__Compito richiesto 1__: Nel testo sulla proclamazione della Comune, chi pronuncia le parole con cui la Comune viene proclamata?

La proclamazione della Comune fu splendida. Non era la festa del potere, ma la cerimonia del sacrificio: si sentiva che gli eletti erano votati alla morte. Il pomeriggio del 28 marzo, sotto un sole magnifico che ricordava l'alba del 18, il 7 germinale, anno 79 della repubblica, il popolo di Parigi che il 26 aveva eletto la propria Comune, inaugurò la sua entrata nel palazzo di città.
Un oceano umano sotto le armi, le baionette ritte e spesse come le spighe di un campo; lo squillare delle trombe e i tamburi che rullavano sordamente, battuti dai due inimitabili tamburini di Montmartre, quegli stessi che nella notte in cui entrarono i Prussiani svegliarono Parigi: le bacchette spettrali e i loro pugni di acciaio evocavano suoni strani. Ma questa volta le campane erano mute: il rombar pesante dei cannoni, ad intervalli regolari, salutava la rivoluzione. E le baionette si abbassavano davanti alle bandiere rosse, che a gruppi circondavano la statua della Repubblica. In alto un gran vessillo rosso. I battaglioni di Montmartre, Belleville, La Chapelle hanno le loro bandiere sormontate dal berretto frigio: si direbbero le reclute del 93. Negli squadroni, soldati di ogni arme, rimasti in Parigi: fanteria, marina, artiglieria, zuavi. Le baionette sempre più fitte occupano anche le vie laterali; la piazza è piena: sembra un campo di grano. Tutta Parigi è in piedi: il cannone a intervalli tuona. In una tribuna sta il comitato centrale: davanti i membri della Comune, tutti con la sciarpa rossa. Poche parole fra un colpo e l'altro dell'artiglieria. – Il Comitato dichiara scaduto il proprio mandato, e rimette il potere alla Comune. Si fa l'appello degli eletti. Un urlo immenso si eleva: «Viva la Comune». – I tamburi battono a battaglia, i cannoni rompono i raggi del sole. – In nome del Popolo – dice Ranvier – la Comune è proclamata! Viva la Comune!
Tutte le musiche suonano la Marsigliese e il Canto della partenza. Un uragano di voci ne ripete il ritornello. Tanti vecchi abbassano la testa verso terra: si direbbe che ascoltino la voce dei martiri della libertà. L'unico potere che avrebbe potuto far qualcosa era la Comune, composta d'uomini d''intelligenza, di coraggio, di onestà a tutta prova, i quali tutti avevano dato incontestabili prove di devozione e di energia. Il potere invece li annientò, non lasciando loro che un'indomabile volontà per il sacrificio: seppero morire eroicamente. Ma il potere è maledetto, e per questo io sono anarchica.

__Dati__:
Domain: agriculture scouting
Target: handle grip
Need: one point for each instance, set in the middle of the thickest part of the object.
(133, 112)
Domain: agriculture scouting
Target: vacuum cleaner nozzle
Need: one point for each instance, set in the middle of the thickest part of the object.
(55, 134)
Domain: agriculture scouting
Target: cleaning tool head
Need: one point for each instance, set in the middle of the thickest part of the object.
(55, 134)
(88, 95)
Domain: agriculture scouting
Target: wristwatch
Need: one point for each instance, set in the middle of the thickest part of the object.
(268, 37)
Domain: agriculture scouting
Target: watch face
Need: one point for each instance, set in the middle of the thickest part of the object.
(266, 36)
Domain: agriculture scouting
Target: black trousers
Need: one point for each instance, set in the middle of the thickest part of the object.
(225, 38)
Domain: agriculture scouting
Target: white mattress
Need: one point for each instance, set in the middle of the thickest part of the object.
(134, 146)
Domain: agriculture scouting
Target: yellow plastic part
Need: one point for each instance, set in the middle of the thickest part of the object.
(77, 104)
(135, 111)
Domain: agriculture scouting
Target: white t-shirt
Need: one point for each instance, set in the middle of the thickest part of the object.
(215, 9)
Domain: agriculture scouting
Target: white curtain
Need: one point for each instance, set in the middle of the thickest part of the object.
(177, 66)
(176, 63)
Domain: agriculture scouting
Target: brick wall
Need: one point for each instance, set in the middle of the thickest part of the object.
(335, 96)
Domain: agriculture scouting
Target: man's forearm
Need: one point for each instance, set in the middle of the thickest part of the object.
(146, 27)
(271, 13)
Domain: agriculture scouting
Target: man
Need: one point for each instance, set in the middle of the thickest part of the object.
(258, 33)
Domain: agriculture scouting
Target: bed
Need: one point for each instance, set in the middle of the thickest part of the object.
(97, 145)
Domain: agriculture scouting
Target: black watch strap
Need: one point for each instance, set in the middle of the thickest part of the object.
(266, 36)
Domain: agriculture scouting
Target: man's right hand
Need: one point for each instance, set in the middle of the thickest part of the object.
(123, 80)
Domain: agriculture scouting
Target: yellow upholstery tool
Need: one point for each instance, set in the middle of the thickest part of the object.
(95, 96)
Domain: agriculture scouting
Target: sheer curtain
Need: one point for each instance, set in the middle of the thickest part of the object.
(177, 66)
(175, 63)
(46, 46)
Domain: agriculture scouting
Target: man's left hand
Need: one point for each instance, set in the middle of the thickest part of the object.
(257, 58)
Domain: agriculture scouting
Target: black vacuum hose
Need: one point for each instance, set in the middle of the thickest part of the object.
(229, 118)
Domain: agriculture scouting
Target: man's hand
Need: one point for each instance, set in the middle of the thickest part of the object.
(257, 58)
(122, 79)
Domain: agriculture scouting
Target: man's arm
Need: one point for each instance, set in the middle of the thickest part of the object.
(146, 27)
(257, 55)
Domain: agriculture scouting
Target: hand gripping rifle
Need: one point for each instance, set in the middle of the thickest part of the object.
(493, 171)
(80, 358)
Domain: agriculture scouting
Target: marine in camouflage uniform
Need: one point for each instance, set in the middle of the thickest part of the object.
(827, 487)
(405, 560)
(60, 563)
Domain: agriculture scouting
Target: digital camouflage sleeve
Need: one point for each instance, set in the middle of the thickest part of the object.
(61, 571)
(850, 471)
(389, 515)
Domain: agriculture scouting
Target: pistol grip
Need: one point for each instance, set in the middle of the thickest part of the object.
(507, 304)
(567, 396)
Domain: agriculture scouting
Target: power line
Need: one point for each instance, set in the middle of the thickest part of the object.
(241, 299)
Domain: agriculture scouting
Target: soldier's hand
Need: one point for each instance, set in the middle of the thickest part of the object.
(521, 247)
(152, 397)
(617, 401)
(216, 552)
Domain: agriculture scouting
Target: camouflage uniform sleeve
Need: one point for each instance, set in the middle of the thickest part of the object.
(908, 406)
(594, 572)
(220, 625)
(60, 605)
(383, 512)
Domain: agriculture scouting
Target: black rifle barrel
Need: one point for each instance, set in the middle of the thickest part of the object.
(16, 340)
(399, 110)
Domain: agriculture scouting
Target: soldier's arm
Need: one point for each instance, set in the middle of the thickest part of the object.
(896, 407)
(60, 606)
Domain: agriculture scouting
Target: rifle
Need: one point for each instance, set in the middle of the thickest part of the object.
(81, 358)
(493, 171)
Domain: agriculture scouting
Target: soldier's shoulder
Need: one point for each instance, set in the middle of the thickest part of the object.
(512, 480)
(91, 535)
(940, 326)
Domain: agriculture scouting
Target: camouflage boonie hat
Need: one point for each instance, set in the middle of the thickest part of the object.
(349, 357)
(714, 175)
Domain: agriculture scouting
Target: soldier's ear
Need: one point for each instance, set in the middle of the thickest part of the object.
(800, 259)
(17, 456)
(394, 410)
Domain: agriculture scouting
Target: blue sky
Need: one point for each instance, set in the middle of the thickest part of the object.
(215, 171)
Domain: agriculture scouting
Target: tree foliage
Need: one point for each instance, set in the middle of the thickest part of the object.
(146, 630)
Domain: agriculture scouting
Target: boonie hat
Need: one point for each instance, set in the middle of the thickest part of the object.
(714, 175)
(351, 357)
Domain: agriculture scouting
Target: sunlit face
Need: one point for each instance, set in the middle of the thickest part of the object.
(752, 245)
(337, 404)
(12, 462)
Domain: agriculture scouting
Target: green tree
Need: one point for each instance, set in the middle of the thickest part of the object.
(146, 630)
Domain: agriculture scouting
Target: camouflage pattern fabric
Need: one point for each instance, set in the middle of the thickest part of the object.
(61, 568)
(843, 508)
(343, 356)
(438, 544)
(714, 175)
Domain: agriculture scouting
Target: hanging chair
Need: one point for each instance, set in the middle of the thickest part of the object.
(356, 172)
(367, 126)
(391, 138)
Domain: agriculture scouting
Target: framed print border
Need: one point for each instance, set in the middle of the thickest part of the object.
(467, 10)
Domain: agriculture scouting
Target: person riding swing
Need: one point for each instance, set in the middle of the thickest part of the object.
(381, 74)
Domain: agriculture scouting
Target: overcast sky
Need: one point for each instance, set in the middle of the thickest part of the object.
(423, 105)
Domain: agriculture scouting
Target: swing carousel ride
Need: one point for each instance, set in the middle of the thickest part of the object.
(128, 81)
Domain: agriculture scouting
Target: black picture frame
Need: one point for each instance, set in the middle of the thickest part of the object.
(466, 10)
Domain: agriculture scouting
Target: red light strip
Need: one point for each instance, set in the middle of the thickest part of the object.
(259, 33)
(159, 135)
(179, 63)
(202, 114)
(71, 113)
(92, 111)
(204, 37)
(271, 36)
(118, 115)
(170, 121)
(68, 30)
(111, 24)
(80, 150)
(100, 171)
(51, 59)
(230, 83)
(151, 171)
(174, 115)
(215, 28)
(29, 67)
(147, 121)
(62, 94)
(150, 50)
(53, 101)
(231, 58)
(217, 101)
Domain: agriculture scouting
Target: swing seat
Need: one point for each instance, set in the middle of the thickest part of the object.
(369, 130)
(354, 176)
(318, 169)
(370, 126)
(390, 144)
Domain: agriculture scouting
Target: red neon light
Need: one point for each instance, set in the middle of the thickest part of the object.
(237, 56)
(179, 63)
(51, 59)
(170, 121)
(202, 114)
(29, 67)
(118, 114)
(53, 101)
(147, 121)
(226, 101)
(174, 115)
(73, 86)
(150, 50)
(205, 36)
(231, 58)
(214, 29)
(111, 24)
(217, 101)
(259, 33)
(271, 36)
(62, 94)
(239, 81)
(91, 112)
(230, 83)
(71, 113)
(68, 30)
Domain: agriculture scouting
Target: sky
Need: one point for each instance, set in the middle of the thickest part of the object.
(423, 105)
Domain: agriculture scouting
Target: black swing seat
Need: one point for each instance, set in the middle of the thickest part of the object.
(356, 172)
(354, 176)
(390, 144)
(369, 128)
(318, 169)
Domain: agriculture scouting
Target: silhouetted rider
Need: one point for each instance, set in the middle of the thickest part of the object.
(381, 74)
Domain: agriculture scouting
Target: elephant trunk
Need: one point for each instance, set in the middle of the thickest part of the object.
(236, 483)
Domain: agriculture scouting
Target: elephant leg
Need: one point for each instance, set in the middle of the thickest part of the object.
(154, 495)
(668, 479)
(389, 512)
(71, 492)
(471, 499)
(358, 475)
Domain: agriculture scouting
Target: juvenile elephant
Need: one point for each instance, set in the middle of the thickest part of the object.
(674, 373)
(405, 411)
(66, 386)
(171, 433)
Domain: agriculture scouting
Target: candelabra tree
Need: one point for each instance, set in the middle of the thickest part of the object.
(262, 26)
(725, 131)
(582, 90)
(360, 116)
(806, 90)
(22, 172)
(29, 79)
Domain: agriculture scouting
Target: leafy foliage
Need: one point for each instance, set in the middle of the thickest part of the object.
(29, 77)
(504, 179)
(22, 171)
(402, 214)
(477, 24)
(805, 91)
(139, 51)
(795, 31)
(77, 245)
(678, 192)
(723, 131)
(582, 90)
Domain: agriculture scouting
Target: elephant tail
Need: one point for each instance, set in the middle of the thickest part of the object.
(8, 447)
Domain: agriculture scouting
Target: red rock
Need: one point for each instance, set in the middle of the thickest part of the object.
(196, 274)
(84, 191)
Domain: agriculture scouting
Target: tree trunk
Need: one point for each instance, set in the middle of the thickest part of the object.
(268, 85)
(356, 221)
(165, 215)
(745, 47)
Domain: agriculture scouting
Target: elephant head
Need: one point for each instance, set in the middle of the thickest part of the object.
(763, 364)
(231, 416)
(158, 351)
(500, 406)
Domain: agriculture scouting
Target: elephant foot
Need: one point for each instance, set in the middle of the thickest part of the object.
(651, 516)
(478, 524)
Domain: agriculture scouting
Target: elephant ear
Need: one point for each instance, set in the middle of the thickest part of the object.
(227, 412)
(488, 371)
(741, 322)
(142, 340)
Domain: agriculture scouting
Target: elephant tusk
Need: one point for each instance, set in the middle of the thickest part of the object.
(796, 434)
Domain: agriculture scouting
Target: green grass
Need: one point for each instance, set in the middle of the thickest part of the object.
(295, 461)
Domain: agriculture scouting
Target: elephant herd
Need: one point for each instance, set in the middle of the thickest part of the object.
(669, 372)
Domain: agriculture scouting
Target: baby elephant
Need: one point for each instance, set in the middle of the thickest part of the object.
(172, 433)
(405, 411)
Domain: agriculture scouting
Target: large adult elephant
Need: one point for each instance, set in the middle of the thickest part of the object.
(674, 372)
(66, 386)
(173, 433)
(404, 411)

__Compito richiesto 2__: Individua nei record riportati sopra tutte le righe che contengono la stringa "light" e copiale.

__Risultato 1__: Ranvier.

__Risultato 2__:
Target: red light strip
Target: red neon light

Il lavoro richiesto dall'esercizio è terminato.